- _Teks Tersedia_
+===+

Pertemuan Presiden Joko Widodo dengan Presiden Joe Biden (dok. istimewa) |
Narasi
Indonesia.com, JAKARTA-Presiden RI Joko Widodo (Jokowi) baru-baru ini melakukan
pertemuan bilateral dengan Presiden Amerika Serikat (AS) Joe Biden.
Dalam
pertemuan tersebut, Jokowi menyisipkan pesan yang merupakan hasil resolusi
Konferensi Tingkat Tinggi (KTT) Luar Biasa Organisasi Kerja Sama Islam (OKI)
dan Liga Arab yang menyerukan gencatan senjata di Gaza, Palestina.
Pengamat
hubungan internasional Central China Normal University (CCNU) Tiongkok
Syaifuddin Zuhri, menilai dinamika politik dalam negeri AS membuat peluang
Jokowi untuk melobi gencatan senjata di Gaza sulit terpenuhi.
Meskipun
desakan tersebut tidak langsung mengubah sikap Biden, ia melihat bahwa
setidaknya masih ada kemungkinan pihak Amerika Serikat membuat pertimbangan
baru.
"Mungkin
itu bisa saja tidak merubah sikap Biden, tapi mungkin sedikit banyak dia
mempertimbangkan, walau kaum lobi Yahudi sangat kuat di pusaran
Washington," urai dia kepada NU Online, pada Rabu (15/11/2023), dikutip
pada laman resmi NU.or.id.

+===+

- _Data yang Diberikan_
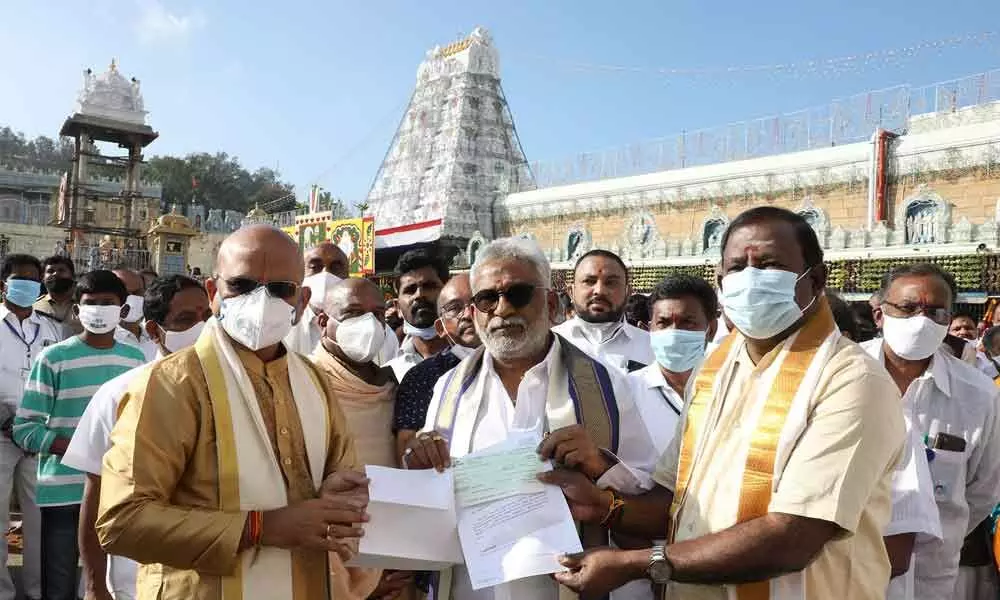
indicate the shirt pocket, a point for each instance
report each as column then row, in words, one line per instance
column 948, row 475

+===+

- _Instruksi_
1. Salin persis bagian artikel tentang pertemuan Jokowi dan Biden, mulai dari "dan Liga Arab" dan terus hingga "laman resmi NU.or.id.".
2. Menurut artikel tentang pertemuan Jokowi dan Biden, pada hari dan tanggal berapa Syaifuddin Zuhri menyampaikan pandangannya kepada NU Online?
3. Lanjutkan artikel tentang pertemuan Jokowi dan Biden mulai setelah kalimat terakhirnya.
Baris-baris data di atas tidak diperlukan untuk pengerjaan.

- _Jawaban Berurutan_
1.
dan Liga Arab yang menyerukan gencatan senjata di Gaza, Palestina.
Pengamat
hubungan internasional Central China Normal University (CCNU) Tiongkok
Syaifuddin Zuhri, menilai dinamika politik dalam negeri AS membuat peluang
Jokowi untuk melobi gencatan senjata di Gaza sulit terpenuhi.
Meskipun
desakan tersebut tidak langsung mengubah sikap Biden, ia melihat bahwa
setidaknya masih ada kemungkinan pihak Amerika Serikat membuat pertimbangan
baru.
"Mungkin
itu bisa saja tidak merubah sikap Biden, tapi mungkin sedikit banyak dia
mempertimbangkan, walau kaum lobi Yahudi sangat kuat di pusaran
Washington," urai dia kepada NU Online, pada Rabu (15/11/2023), dikutip
pada laman resmi NU.or.id.

2. Rabu, 15 November 2023.

3.
Ia
memandang, aksi solidaritas untuk Palestina yang digencarkan oleh warga AS
sendiri dinilai dapat merambah kepada perubahan arah kebijakan pemerintah AS.
"Opini-opini
dari publik di Amerika itu juga mempengaruhi Amerika Serikat dalam pengambilan
kebijakan oleh pemerintah," tuturnya.
Meskipun
belum jelas kapan Presiden Biden akan mengubah kebijakannya terkait Israel, ia
menilai tekanan publik di Amerika mendorong pemerintah untuk mengambil sikap
yang lebih lunak, terutama dalam konteks membuka jeda kemanusiaan.
"Minimal
untuk jeda kemanusiaan. Mereka lebih menekan Israel untuk minimal bisa membuka
jeda kemanusiaan," tuturnya.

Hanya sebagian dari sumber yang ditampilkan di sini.